| SET OF TASKS |
(a) In the passage on anti-GBM antibodies, what share of patients present with hemoptysis?
(b) Resume the passage on anti-GBM antibodies, picking up after its final sentence.
─── TEXT PASSAGE
This binding specificity may account for the organ specificity of this disease as in the article by Kluth . and Rees, 1999. Once formed, the circulating autoantibody has direct access to GBM. In contrast, alveolar capillaries lack the large fenestrations of glomeruli. An increase in capillary permeability appears to be necessary for antibodies to gain access to alveolar basement membrane. Alveolar hemorrhage is more common among smokers and episodes of hemoptysis often occur after infection and fluid overload.

Once the anti-GBM antibody is bound to basement membrane, complement binding occurs, and there is an influx of neutrophils and other inflammatory cells (Ehrlich etal, 2004. Kluth . and Rees, 1999). Light microscopic examination of the kidney tissue reveals focal segmental necrotizing glomerulonephritis with epithelial crescents. Lung findings include alveolar red blood cells, hemosiderin-laden macrophages, and type II cell hyperplasia. In both the kidney and lung, immunofluorescent microscopic examination reveals linear deposits of IgG along the basement membrane( Kluth . and Rees, 1999. )


The most common presenting symptom is hemoptysis (80% to 90% of patients), which can be mild to life threatening. Patients also have dyspnea, a cough, and fatigue. Patients may have fever and chills, chest pain, weight loss, in some patients, gross hematuria. Patient is usually pale from anemia. Lung examination may have normal findings or reveal rales, rhonchi, or decreased breath sounds. Patients with advanced renal disease may have peripheral edema.
──────
─── STUDY MATERIAL
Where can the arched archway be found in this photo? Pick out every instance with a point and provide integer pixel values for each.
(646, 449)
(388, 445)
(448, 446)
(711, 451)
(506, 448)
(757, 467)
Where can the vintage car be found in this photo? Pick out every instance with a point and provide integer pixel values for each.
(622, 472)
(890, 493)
──────
─── STUDY MATERIAL
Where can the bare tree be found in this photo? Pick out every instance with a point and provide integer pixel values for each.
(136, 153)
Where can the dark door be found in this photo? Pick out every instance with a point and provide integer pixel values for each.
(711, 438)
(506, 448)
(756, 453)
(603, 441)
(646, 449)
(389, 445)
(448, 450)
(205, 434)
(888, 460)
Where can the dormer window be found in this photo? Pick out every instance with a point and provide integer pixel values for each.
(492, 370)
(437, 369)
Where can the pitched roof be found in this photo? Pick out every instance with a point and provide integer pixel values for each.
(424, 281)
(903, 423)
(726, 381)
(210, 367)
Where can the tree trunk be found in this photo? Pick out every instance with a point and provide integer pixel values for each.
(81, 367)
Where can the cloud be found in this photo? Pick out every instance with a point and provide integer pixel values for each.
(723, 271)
──────
─── STUDY MATERIAL
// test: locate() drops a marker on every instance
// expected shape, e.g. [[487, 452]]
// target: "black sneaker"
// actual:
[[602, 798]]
──────
| RESULTS FOR THE EXERCISE |
(a) 80% to 90% of patients.

(b)
Investigations Circulating anti-GBM antibodies found with enzyme-linked immunosorbent assay can be detected among more than 90% of patients. Anemia occurs among 90% of patients and is caused primarily by pulmonary blood loss. Serum iron levels are decreased. The white blood cell count may be elevated. The majority of patients have some degree of azotemia. Urinalysis reveals hematuria or proteinuria among 80% to 100% of patients. Chest x-ray of patients with alveolar hemorrhage show nonspecific patchy or diffuse alveolar infiltrates.

Several days after a bout of alveolar hemorrhage, a reticulonodular pattern may emerge which is from the clearance of hemoglobin by macrophages into lymphatic vessels and the interstitium. ( (Ehrlich etal, 2004. Kluth . and Rees, 1999, Valentini, 2006) A CT chest does not add any clinically relevant information. Pulmonary function testing reveals an elevated diffusion capacity for carbon monoxide consistent with recent alveolar hemorrhage.. Bronchoscopy performed to investigate an undiagnosed infiltrate suggests alveolar hemorrhage if the recovered lavage material is or becomes increasingly bloody during lavage (Valentini, 2006).

Lavage typically reveals hemosiderin-laden macrophages; this is a nonspecific finding that occurs with any type of bleeding in the lung. Arterial blood gas analysis may show low oxygen in the blood due to the reduced oxygen diffusion through alveoli and subsequent hypoxia. Management. The potentially fatal course of the problem requires an early diagnosis and management. The confirmation can be done immunofluorescent staining. The kidney is the preferred biopsy site for obtaining tissue biopsies, due to ease of procedure (Ehrlich etal, 2004).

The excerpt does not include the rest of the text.